• SHORT EXERCISE: Give the data again, word for word.

• RECORDS SUPPLIED:
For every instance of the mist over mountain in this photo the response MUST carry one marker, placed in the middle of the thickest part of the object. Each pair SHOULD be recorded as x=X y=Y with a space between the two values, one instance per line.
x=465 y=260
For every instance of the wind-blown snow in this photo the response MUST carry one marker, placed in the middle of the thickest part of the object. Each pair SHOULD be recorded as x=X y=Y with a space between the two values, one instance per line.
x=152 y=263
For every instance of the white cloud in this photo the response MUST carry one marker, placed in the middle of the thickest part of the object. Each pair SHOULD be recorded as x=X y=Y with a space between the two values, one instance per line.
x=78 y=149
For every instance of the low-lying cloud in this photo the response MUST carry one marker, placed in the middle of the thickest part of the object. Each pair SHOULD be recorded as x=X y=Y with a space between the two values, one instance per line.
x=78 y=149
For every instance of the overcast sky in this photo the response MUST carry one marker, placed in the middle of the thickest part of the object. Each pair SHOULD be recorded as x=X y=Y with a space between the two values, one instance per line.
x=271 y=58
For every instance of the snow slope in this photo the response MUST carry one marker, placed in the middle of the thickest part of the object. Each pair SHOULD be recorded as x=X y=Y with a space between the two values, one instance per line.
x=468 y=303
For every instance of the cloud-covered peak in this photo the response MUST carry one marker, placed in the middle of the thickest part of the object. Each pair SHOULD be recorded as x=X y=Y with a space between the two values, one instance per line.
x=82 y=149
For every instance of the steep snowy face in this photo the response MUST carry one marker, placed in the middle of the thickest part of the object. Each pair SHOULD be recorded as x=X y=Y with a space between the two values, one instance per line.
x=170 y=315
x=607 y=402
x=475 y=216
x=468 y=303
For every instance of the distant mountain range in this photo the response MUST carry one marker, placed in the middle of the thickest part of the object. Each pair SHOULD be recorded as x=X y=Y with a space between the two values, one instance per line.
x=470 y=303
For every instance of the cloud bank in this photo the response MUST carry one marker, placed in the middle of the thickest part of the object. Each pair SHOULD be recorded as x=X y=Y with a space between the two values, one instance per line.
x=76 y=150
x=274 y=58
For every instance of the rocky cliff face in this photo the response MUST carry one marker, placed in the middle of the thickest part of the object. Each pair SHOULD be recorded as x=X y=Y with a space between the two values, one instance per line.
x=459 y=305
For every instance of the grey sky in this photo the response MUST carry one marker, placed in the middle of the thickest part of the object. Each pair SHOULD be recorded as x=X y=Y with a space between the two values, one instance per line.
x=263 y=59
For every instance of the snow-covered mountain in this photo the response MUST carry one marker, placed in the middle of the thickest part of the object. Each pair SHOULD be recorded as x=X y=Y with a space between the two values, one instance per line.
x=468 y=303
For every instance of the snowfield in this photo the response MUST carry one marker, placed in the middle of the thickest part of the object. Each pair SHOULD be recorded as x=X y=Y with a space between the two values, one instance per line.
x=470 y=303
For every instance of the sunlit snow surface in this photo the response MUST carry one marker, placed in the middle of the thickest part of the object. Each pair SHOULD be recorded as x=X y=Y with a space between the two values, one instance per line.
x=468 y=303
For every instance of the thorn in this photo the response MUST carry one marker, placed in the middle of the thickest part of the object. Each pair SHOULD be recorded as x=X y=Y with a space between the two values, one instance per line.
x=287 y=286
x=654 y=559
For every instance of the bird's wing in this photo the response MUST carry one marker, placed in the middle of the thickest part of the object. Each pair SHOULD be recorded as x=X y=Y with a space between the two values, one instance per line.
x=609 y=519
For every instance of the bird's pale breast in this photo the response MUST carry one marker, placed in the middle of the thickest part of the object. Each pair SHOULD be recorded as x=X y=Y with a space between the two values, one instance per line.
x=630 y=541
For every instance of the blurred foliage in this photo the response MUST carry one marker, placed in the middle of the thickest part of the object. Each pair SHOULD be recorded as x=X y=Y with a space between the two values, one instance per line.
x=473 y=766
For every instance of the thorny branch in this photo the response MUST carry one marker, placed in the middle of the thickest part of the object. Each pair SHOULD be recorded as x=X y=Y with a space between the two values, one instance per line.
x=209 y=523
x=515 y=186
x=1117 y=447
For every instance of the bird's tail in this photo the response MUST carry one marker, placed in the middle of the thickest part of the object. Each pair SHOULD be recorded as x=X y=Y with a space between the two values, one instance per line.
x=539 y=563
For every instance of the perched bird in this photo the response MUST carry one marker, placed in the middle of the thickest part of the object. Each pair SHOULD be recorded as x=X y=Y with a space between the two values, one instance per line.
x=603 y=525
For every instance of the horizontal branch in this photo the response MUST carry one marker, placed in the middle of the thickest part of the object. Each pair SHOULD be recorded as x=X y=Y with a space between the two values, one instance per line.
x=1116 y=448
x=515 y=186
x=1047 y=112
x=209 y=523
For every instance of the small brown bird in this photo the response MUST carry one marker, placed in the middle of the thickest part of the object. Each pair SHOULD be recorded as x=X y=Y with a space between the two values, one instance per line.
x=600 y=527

• REPLY:
For every instance of the mist over mountain in this photo the response MUST carry one marker, placed in the middle of the thickest part of the object. Each pair SHOULD be recorded as x=X y=Y with a space between the two values, one instance per line.
x=465 y=260
For every instance of the wind-blown snow in this photo the response MUST carry one marker, placed in the middle of the thickest part of the object. Each pair SHOULD be recorded as x=X y=Y with a space between the two values, one instance per line.
x=152 y=263
For every instance of the white cloud in this photo the response MUST carry one marker, placed in the middle of the thickest part of the object. Each pair SHOULD be recorded as x=X y=Y with a space between the two values, one instance per line.
x=78 y=149
For every instance of the low-lying cloud in this photo the response MUST carry one marker, placed in the middle of the thickest part of the object. Each pair SHOULD be recorded as x=X y=Y with a space between the two values, one instance per line.
x=78 y=149
For every instance of the overcast sky in this photo the response MUST carry one marker, placed in the middle of the thickest part of the object. Each pair SHOULD be recorded as x=X y=Y with a space between the two values, one instance per line.
x=271 y=58
For every instance of the snow slope in this photo the response MUST carry one marker, placed in the middle of the thickest part of the object. Each pair SHOULD be recorded as x=X y=Y with a space between the two values, one instance per line.
x=468 y=303
For every instance of the cloud-covered peak in this photo the response MUST carry one marker, placed in the middle of the thickest part of the object. Each pair SHOULD be recorded as x=X y=Y with a space between the two values, one instance per line.
x=82 y=149
For every instance of the steep snowy face in this photo the response MUST carry one marker, placed in the middle of the thickest part of the object. Each pair SHOULD be recorded as x=X y=Y with a space between the two values, one instance per line.
x=170 y=315
x=607 y=402
x=475 y=216
x=468 y=303
For every instance of the distant mountain range in this photo the response MUST carry one marker, placed in the middle of the thickest part of the object. Each pair SHOULD be recorded as x=X y=Y with a space between the two values, one instance per line.
x=470 y=303
For every instance of the cloud bank in this photo the response MUST carry one marker, placed in the middle of the thickest part of the object. Each pair SHOULD be recorded as x=X y=Y with a space between the two values, one instance per line.
x=76 y=150
x=274 y=58
For every instance of the rocky cliff face in this photo the response MUST carry one marker, placed in the middle of the thickest part of the object. Each pair SHOULD be recorded as x=X y=Y with a space between the two values, one instance per line.
x=459 y=305
For every instance of the grey sky in this photo the response MUST carry one marker, placed in the middle of the thickest part of the object. Each pair SHOULD be recorded as x=X y=Y with a space between the two values, one instance per line.
x=263 y=59
For every instance of the snow-covered mountain in this photo the response MUST carry one marker, placed in the middle of the thickest part of the object. Each pair SHOULD be recorded as x=X y=Y with a space between the two values, one instance per line.
x=468 y=303
For every instance of the snowfield in this photo the response MUST carry one marker, placed in the middle of the thickest part of the object. Each pair SHOULD be recorded as x=X y=Y with a space between the two values, one instance per line.
x=470 y=303
For every instance of the sunlit snow surface in this photo the response MUST carry one marker, placed in the middle of the thickest part of the object. Each pair SHOULD be recorded as x=X y=Y with a space between the two values, one instance per line.
x=468 y=303
For every instance of the thorn in this photo the response MUST carry one marker, placed in the middle of the thickest part of the object. Each pair SHOULD be recorded as x=X y=Y with a space between the two values, one instance per line.
x=287 y=286
x=654 y=559
For every instance of the bird's wing in this photo the response MUST carry one marker, placed in the middle of the thickest part of the object. Each pair SHOULD be recorded as x=X y=Y with a space between the two values, one instance per line.
x=609 y=519
For every instance of the bird's pale breast in this photo the response MUST carry one marker, placed in the middle of the thickest part of the object. Each pair SHOULD be recorded as x=X y=Y with a space between the two values, one instance per line.
x=630 y=541
For every instance of the blurred foliage in this photo the response MUST carry one marker, placed in the middle of the thickest part of the object. Each pair SHOULD be recorded as x=X y=Y with a space between the two values, one instance per line.
x=473 y=766
For every instance of the thorny branch in this photo the response MUST carry one marker, placed in the middle of the thickest part of the object. Each pair SHOULD be recorded as x=X y=Y with a space between the two values, one instance per line.
x=209 y=523
x=515 y=186
x=1117 y=447
For every instance of the bird's tail in this photo the response MUST carry one marker, placed in the middle of the thickest part of the object. Each pair SHOULD be recorded as x=X y=Y with a space between the two values, one instance per line.
x=539 y=563
For every instance of the perched bird in this photo the response MUST carry one marker, placed in the middle of the thickest part of the object. Each pair SHOULD be recorded as x=X y=Y with a space between the two values, one instance per line.
x=603 y=525
For every instance of the horizontal branch in this photo the response MUST carry one marker, placed in the middle of the thickest part of the object. Each pair SHOULD be recorded as x=X y=Y with a space between the two values, one instance per line.
x=1116 y=448
x=515 y=186
x=1047 y=112
x=209 y=523
For every instance of the small brown bird in this photo the response MUST carry one marker, placed in the middle of the thickest part of the object. Each pair SHOULD be recorded as x=X y=Y with a space between the two values, one instance per line.
x=600 y=527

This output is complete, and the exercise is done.